● SOURCE DOCUMENT
Content starts
ASPE Conference Saturday Plenary: Dr. Amitai Ziv

Submitted by: Dan Brown, Emory University

On Saturday of the 2019 ASPE Conference in Orlando, attendees had the pleasure of hearing a plenary by Dr. Amitai Ziv of the Sheba Medical Center in Israel. Dr. Ziv was introduced by Gail Furman as this year’s Howard Barrows Invited Presenter. He has worked across the world, including Israel, Palestine, Spain, Russia, Ukraine, and the US. In addition to his medical accolades, he is a former pilot of the Israeli Air Force.

His message for the conference attendees was that we are going through a revolution in medical education, that testing the competence of medical students is “embarrassingly recent,” and that there is still a lot we have to learn from aviation. In this century, there has been a call for a cultural change and a paradigm shift in medical education. He posited that simulation without debriefing is worthless, and that the field generally tends to focus on assessing what’s easy to assess, instead of what’s important to assess. He expressed his belief in “Training the Nightmare,” playing off of the “See one, do one, teach one,” learning method, adding “Kill one.”

He then showed a series of video clips of the ways human simulation is used at the Sheba Medical Center, not just for medical students and residents, but for all practicing doctors, even (or especially) those who are teaching the students. He said that this is important because “students will immediately absorb the bad habits of the centers in which they’re working,” an observation that got much of the room nodding along in agreement.
Content ends
● QUESTIONS
A. Quote the passage of the report on Dr. Ziv's plenary, starting with "ASPE Conference Saturday" and going on through "Israeli Air Force.".
B. Write the next part of the report on Dr. Amitai Ziv's ASPE plenary, picking up after its last sentence.

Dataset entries
Content starts
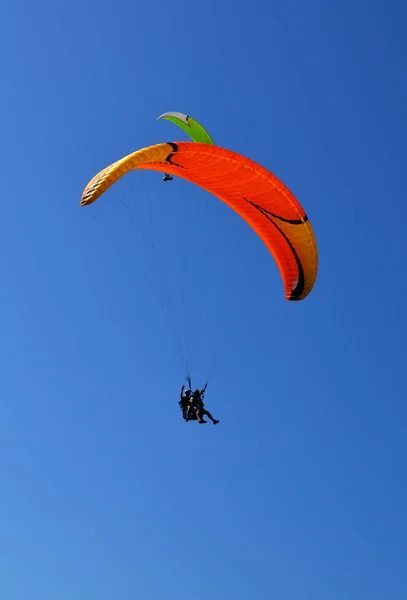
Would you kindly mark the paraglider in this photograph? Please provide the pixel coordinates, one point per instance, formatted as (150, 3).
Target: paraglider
(192, 406)
(195, 130)
(261, 199)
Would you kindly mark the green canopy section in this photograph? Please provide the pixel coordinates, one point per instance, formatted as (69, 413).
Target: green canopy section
(191, 127)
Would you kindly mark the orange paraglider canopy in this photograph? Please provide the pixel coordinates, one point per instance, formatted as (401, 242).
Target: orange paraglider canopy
Content ends
● REPLIES
A.
ASPE Conference Saturday Plenary: Dr. Amitai Ziv

Submitted by: Dan Brown, Emory University

On Saturday of the 2019 ASPE Conference in Orlando, attendees had the pleasure of hearing a plenary by Dr. Amitai Ziv of the Sheba Medical Center in Israel. Dr. Ziv was introduced by Gail Furman as this year’s Howard Barrows Invited Presenter. He has worked across the world, including Israel, Palestine, Spain, Russia, Ukraine, and the US. In addition to his medical accolades, he is a former pilot of the Israeli Air Force.

B.
The encounters Dr. Ziv shared supported the title of the Plenary: Simulation-Based Training Utilizing Standardized Patients as a Cultural Change Vehicle in Healthcare Quality and Patient Safety Education. The scenarios were intensely challenging, “Training the nightmare,” and often the learner struggled. Dr. Ziv used one of these scenarios to point out that an error is always an unasked question, and that part of the culture change was ensuring that in medical environments questions are invited.

Dr. Ziv’s robust use of human simulation was very impressive and showed where our field can go with greater resources and buy-in, and with the full impact of the cultural change that is taking place within the realm of medical education.